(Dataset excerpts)
-- Opening Marker --

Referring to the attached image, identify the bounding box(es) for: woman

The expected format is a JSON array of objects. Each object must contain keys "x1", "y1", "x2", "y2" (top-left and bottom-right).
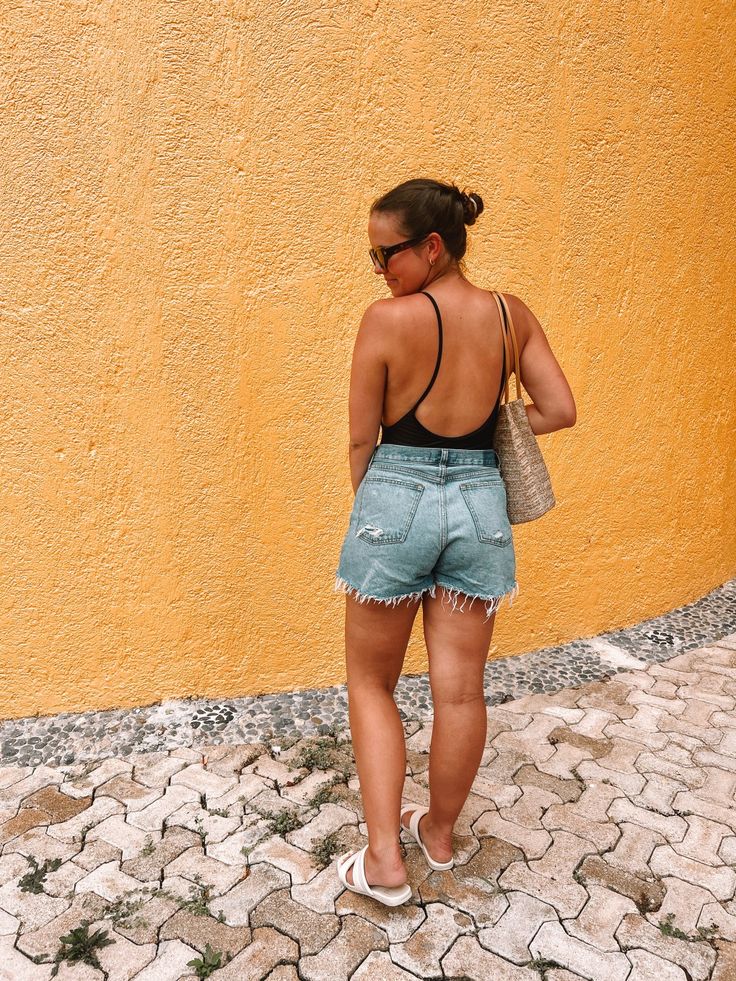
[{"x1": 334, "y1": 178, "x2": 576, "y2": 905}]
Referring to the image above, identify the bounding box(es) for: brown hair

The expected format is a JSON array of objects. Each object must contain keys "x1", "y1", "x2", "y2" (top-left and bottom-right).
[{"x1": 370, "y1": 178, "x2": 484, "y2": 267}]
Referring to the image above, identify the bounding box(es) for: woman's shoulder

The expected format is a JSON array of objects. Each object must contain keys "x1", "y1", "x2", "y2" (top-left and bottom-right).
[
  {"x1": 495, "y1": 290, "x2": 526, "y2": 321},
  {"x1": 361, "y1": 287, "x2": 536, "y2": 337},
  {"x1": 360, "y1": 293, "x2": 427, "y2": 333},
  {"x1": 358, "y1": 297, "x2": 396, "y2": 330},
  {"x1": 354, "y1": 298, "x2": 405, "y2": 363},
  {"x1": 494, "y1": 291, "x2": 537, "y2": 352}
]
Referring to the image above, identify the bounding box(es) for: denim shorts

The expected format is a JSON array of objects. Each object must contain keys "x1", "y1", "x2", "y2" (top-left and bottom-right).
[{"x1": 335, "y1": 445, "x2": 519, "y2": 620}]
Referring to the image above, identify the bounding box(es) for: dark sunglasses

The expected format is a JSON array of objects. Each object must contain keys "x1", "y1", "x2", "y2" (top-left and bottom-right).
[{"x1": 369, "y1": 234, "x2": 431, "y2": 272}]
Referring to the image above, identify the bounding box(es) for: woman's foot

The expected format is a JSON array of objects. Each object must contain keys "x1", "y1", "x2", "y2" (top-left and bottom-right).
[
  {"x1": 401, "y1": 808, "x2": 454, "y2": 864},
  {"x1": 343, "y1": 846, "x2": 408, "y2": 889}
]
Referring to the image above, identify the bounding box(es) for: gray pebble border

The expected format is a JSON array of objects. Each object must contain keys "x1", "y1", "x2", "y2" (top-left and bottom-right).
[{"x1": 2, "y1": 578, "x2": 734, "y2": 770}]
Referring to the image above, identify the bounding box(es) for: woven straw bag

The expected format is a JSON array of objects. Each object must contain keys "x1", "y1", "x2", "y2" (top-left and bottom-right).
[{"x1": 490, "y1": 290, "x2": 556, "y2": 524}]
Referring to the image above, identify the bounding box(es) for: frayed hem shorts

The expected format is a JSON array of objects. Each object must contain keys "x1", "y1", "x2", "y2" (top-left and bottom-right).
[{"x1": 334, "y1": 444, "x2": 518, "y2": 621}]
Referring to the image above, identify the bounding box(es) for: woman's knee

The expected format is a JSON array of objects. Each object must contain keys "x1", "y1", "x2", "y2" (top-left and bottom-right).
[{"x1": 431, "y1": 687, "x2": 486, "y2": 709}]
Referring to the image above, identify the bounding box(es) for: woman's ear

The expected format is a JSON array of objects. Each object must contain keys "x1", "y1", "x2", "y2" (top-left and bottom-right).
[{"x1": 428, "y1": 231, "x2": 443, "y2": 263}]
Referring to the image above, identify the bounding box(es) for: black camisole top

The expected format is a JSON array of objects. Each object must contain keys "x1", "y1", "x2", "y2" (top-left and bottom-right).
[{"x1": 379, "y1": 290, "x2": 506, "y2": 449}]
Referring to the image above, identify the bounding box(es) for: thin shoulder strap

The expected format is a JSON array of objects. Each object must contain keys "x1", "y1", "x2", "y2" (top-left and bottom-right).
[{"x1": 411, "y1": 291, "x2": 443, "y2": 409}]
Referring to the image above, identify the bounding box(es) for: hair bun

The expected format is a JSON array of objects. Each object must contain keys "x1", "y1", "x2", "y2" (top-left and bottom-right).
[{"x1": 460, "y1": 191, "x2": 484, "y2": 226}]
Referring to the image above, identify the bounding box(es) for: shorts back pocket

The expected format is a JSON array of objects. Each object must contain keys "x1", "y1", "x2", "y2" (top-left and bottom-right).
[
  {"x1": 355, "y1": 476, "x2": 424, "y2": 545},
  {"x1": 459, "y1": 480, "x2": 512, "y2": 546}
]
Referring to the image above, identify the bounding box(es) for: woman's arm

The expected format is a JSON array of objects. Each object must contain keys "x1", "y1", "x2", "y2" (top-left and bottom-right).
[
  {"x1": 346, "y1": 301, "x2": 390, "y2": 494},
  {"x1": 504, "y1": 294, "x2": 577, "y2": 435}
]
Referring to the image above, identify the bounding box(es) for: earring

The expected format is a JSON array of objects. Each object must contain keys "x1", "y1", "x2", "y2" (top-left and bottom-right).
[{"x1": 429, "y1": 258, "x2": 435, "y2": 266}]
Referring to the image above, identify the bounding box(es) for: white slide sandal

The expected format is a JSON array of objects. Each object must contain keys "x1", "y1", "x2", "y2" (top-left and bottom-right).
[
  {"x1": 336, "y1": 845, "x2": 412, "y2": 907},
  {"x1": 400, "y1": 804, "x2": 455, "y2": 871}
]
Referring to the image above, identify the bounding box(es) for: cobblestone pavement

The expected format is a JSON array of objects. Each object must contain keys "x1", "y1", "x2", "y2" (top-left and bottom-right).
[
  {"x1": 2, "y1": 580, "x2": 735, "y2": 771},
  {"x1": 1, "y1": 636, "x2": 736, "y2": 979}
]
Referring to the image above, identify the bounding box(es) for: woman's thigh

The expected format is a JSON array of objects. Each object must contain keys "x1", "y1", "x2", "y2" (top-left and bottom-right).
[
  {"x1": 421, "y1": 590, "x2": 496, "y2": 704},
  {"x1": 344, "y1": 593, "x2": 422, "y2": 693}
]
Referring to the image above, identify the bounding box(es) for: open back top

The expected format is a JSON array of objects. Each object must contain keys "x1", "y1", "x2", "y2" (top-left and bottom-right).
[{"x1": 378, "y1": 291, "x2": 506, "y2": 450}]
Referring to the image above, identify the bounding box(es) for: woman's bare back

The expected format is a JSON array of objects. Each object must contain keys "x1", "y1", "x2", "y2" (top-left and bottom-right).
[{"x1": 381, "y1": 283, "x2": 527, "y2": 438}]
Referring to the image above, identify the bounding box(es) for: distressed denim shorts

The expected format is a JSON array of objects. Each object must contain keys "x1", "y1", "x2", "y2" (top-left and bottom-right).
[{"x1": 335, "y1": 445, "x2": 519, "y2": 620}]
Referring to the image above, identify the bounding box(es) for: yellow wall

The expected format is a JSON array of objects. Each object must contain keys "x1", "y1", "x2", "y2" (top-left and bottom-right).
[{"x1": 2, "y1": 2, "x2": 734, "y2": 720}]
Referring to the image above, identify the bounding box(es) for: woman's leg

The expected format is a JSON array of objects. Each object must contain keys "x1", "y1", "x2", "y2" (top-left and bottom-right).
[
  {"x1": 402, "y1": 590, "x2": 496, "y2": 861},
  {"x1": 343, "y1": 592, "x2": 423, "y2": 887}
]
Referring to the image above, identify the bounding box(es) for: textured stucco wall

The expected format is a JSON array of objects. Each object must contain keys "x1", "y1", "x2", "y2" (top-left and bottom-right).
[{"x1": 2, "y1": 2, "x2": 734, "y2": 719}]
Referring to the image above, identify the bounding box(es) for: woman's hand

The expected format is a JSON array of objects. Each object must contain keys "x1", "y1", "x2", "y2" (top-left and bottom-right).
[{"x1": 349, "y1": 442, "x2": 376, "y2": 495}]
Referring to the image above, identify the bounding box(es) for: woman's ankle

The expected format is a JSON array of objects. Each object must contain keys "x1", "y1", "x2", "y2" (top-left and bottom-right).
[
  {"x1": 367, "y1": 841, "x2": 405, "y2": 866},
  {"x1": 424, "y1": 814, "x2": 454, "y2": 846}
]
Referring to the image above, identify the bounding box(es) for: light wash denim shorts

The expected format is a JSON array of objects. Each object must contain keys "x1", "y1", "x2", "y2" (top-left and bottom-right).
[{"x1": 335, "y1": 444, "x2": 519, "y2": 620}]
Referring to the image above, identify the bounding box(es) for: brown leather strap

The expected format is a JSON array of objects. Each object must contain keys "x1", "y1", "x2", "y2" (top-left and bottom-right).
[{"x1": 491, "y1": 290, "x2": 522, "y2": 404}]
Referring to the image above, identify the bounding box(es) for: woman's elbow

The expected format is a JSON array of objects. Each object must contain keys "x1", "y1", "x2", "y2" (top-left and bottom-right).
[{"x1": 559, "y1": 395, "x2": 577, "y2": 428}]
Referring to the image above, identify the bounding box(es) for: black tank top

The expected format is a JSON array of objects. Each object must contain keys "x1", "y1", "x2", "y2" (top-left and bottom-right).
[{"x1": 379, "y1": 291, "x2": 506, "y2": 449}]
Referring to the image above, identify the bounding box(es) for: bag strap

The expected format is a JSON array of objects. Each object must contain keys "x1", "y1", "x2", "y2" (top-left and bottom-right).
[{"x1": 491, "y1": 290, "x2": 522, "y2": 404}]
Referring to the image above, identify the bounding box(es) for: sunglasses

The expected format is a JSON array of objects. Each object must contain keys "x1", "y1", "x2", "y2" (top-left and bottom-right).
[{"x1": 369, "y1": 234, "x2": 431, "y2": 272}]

-- Closing Marker --

## EXERCISE GOAL:
Beginning at the line with "for: woman's elbow" and stopping after the line with "black tank top", please write out every line of the data above exactly and nothing else.

## WRITTEN RESPONSE:
Referring to the image above, identify the bounding box(es) for: woman's elbow

The expected format is a JSON array of objects. Each object must contain keys "x1", "y1", "x2", "y2" (top-left and bottom-right).
[{"x1": 559, "y1": 395, "x2": 577, "y2": 428}]
Referring to the image above, identify the bounding box(es) for: black tank top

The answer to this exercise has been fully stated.